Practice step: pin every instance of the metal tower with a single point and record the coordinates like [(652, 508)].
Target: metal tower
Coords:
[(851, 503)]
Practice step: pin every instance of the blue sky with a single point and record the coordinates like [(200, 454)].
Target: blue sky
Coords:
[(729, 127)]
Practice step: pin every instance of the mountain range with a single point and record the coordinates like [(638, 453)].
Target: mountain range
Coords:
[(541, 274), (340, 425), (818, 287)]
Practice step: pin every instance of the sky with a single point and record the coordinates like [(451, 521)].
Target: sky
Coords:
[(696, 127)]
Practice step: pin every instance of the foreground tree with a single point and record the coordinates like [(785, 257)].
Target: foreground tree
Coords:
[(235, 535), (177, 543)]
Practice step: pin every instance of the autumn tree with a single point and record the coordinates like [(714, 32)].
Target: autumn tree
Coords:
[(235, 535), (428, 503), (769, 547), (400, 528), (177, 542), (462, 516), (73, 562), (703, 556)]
######
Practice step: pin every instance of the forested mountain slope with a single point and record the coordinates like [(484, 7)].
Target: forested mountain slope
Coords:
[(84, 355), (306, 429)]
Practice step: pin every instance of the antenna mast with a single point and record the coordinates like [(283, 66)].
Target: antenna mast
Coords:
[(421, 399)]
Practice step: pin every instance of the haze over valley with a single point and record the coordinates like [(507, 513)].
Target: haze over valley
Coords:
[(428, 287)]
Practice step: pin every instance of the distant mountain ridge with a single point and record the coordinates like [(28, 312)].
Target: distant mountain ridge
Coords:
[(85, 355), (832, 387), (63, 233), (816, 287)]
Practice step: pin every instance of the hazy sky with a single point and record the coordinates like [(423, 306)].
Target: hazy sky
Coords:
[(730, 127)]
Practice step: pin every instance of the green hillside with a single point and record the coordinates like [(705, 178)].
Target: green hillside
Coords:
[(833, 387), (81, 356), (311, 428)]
######
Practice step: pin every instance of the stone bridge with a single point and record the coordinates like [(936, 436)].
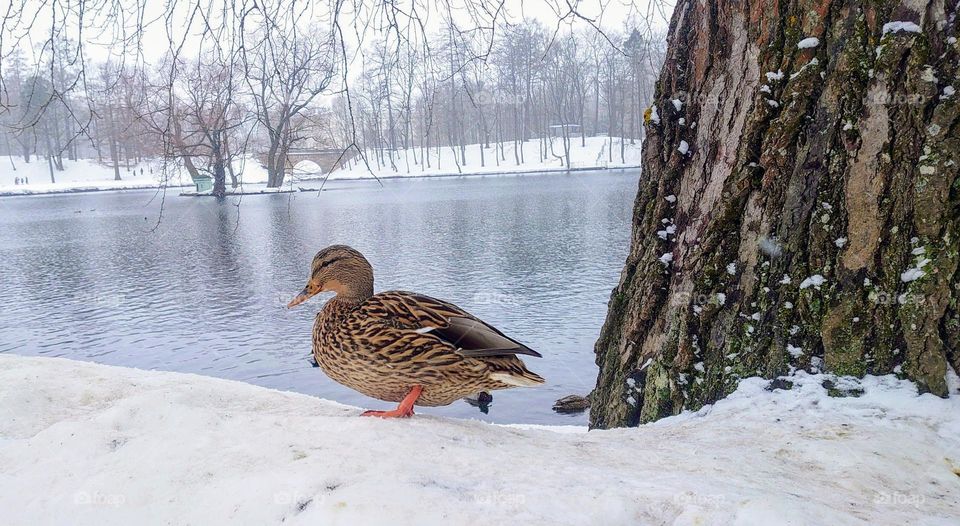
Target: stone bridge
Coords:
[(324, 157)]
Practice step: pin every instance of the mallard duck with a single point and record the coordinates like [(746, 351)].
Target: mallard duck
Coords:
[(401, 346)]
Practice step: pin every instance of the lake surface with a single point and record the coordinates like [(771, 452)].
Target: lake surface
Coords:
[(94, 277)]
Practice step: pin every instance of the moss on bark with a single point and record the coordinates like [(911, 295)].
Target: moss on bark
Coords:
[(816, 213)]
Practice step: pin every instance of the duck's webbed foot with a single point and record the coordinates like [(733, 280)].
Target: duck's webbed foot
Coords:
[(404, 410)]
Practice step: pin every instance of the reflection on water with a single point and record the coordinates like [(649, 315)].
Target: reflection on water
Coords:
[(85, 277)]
######
▶ [The task]: Render the lines of the rows above, from the line containing "Practice step: pin every instance of the metal" through the line containing "562), (703, 556)]", both included, as a JSON list of strings with one string per line and blank lines left out.

▶ [Final result]:
[
  "Practice step: pin every instance of the metal tower with a single point and record the coordinates like [(652, 508)].",
  "Target: metal tower",
  "Coords:",
  "[(851, 503)]",
  "Practice step: pin every instance of the blue sky with a single point and record the coordinates like [(200, 454)].",
  "Target: blue sky",
  "Coords:",
  "[(729, 127)]",
  "Practice step: pin every instance of the mountain range with a single point and record the coordinates like [(638, 453)].",
  "Target: mountain range",
  "Coords:",
  "[(541, 274), (340, 425), (818, 287)]",
  "Practice step: pin every instance of the sky with a single point and record the coordinates like [(451, 521)].",
  "Target: sky",
  "Coords:",
  "[(696, 127)]",
  "Practice step: pin every instance of the foreground tree with a single point and record the coordinates like [(785, 257)].",
  "Target: foreground tree",
  "Coords:",
  "[(235, 535), (177, 543)]",
  "Practice step: pin every instance of the autumn tree with a single point and record the coordinates like [(714, 32)].",
  "Target: autumn tree",
  "Coords:",
  "[(235, 535), (428, 503), (769, 547), (400, 528), (177, 542), (462, 516), (73, 562), (703, 556)]"
]